● **INPUT**:

*-*-*

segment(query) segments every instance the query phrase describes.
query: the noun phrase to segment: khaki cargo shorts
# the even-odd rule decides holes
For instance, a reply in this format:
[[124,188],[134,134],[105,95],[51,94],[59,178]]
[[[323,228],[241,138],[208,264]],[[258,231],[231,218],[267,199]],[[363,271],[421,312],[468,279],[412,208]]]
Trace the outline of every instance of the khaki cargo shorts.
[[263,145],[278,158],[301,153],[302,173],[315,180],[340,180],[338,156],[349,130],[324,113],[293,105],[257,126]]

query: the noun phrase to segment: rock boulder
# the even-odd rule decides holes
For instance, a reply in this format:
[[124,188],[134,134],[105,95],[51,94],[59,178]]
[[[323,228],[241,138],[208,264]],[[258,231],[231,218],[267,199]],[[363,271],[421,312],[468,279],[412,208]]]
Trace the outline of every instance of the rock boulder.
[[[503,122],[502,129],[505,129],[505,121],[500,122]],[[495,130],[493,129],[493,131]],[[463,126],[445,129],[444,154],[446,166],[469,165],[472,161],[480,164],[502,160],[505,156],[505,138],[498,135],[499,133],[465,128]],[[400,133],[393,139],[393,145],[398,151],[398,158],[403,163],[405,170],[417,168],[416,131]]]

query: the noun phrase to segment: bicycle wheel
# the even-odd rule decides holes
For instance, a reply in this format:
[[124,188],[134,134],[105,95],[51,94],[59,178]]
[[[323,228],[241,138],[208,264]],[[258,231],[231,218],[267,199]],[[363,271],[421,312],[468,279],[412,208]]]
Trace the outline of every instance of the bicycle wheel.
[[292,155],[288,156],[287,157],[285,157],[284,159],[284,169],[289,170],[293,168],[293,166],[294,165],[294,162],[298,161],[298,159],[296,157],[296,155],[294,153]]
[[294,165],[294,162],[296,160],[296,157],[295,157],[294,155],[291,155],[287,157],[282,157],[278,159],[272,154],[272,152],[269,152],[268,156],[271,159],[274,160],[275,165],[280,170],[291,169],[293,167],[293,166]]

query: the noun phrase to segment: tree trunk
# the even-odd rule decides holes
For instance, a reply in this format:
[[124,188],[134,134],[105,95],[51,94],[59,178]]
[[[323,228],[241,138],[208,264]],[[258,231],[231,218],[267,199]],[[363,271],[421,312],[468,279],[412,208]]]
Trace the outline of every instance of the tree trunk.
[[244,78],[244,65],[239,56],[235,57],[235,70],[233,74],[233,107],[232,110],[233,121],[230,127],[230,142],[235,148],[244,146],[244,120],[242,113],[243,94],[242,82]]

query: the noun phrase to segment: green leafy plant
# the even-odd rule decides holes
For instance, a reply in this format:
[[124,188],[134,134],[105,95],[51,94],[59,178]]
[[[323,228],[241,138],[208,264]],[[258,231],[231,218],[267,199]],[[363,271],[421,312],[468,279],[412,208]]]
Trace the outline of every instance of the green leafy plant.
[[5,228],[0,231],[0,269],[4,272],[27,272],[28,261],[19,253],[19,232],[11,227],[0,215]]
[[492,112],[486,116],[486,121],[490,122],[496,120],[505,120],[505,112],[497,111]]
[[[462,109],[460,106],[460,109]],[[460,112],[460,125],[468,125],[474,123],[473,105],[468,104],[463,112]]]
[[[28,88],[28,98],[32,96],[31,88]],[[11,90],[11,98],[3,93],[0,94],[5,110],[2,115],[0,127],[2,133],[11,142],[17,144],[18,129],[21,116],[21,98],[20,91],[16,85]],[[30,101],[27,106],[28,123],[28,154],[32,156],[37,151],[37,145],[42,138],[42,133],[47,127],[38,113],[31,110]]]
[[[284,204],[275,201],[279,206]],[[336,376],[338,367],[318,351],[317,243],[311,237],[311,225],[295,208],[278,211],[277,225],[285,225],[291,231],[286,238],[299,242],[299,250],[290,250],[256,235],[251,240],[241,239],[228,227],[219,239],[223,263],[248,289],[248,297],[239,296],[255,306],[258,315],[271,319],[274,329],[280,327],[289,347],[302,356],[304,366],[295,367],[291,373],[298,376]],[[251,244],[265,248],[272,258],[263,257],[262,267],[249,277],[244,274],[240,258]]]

*-*-*

● **GIVEN TASK**: Transcribe every entry verbatim.

● **SOLVED PROBLEM**:
segment(query) segments every instance the query phrase describes.
query: the noun phrase to segment: khaki cargo shorts
# the even-odd rule decides holes
For instance, a reply in this format:
[[124,188],[134,134],[105,95],[51,94],[59,178]]
[[[323,228],[241,138],[208,264]],[[258,231],[231,218],[267,199]],[[363,271],[421,312],[468,279],[412,208]]]
Trace the outline of every instance of the khaki cargo shorts.
[[263,145],[278,158],[301,153],[302,173],[315,180],[340,180],[338,156],[349,130],[324,113],[293,105],[257,126]]

query: the noun phrase to segment: rock boulder
# the even-odd rule decides holes
For instance, a reply in this format:
[[124,188],[134,134],[105,95],[51,94],[59,178]]
[[[323,228],[241,138],[208,264]],[[258,231],[231,218],[267,199]],[[363,271],[421,312],[468,279],[412,208]]]
Trace the outline of every instance of the rock boulder.
[[[503,122],[502,129],[505,129],[505,121],[500,122]],[[495,130],[493,129],[493,131]],[[463,126],[445,129],[444,154],[446,166],[469,165],[472,161],[480,164],[502,160],[505,156],[505,138],[498,135],[499,133],[465,128]],[[400,133],[393,139],[393,145],[398,151],[398,158],[403,163],[405,170],[417,168],[416,131]]]

query: the noun phrase to segment: bicycle wheel
# the even-odd rule decides holes
For instance, a reply in this format:
[[124,188],[134,134],[105,95],[51,94],[59,178]]
[[[323,228],[241,138],[208,264]],[[258,231],[231,218],[267,199]],[[363,271],[421,312],[468,279],[412,208]]]
Trace the outline of every instance of the bicycle wheel.
[[292,155],[288,156],[287,157],[285,157],[284,159],[284,169],[289,170],[293,168],[293,166],[294,165],[294,162],[298,161],[298,159],[296,157],[296,155],[294,153]]
[[294,165],[294,162],[296,160],[296,157],[295,157],[294,155],[291,155],[287,157],[282,157],[278,159],[272,154],[272,152],[269,152],[268,156],[271,159],[274,160],[275,165],[280,170],[291,169],[293,167],[293,166]]

query: the noun phrase to segment: tree trunk
# the even-odd rule decides holes
For instance, a reply in this format:
[[124,188],[134,134],[105,95],[51,94],[59,178]]
[[[323,228],[241,138],[208,264]],[[258,231],[231,218],[267,199]],[[363,271],[421,312],[468,279],[412,208]]]
Trace the outline of every instance of the tree trunk.
[[244,78],[244,65],[239,56],[235,57],[235,70],[233,74],[233,107],[232,110],[233,121],[230,127],[230,142],[235,148],[244,146],[244,120],[242,113],[243,94],[242,82]]

query: the noun phrase to segment: green leafy plant
# the even-odd rule decides holes
For instance, a reply in this format:
[[124,188],[134,134],[105,95],[51,94],[59,178]]
[[[323,228],[241,138],[208,264]],[[258,231],[231,218],[267,199]],[[363,271],[421,312],[468,279],[412,208]]]
Trace the outline of every instance of the green leafy plant.
[[5,228],[0,231],[0,269],[4,272],[27,272],[28,261],[19,253],[19,232],[11,227],[0,215]]
[[492,112],[486,116],[486,121],[490,122],[496,120],[505,120],[505,112],[497,111]]
[[[462,109],[460,106],[460,109]],[[460,112],[460,125],[468,125],[474,123],[473,105],[468,104],[463,112]]]
[[[28,88],[28,98],[32,96],[31,88]],[[11,90],[11,98],[3,93],[0,94],[5,110],[2,115],[0,127],[2,133],[11,142],[17,144],[18,129],[21,116],[21,98],[20,91],[16,85]],[[30,101],[27,106],[28,123],[28,154],[32,156],[37,151],[37,145],[42,138],[42,133],[47,127],[38,113],[31,110]]]
[[[284,204],[275,201],[279,206]],[[336,376],[338,367],[318,351],[317,243],[311,237],[311,225],[295,208],[278,211],[277,225],[285,225],[291,231],[286,238],[299,242],[299,250],[290,250],[256,235],[251,240],[241,239],[228,227],[219,239],[223,263],[248,289],[248,297],[239,296],[255,306],[258,315],[271,319],[274,329],[280,327],[289,347],[302,356],[304,366],[295,367],[291,373],[298,376]],[[251,244],[265,248],[272,258],[263,257],[262,267],[249,277],[244,274],[240,258]]]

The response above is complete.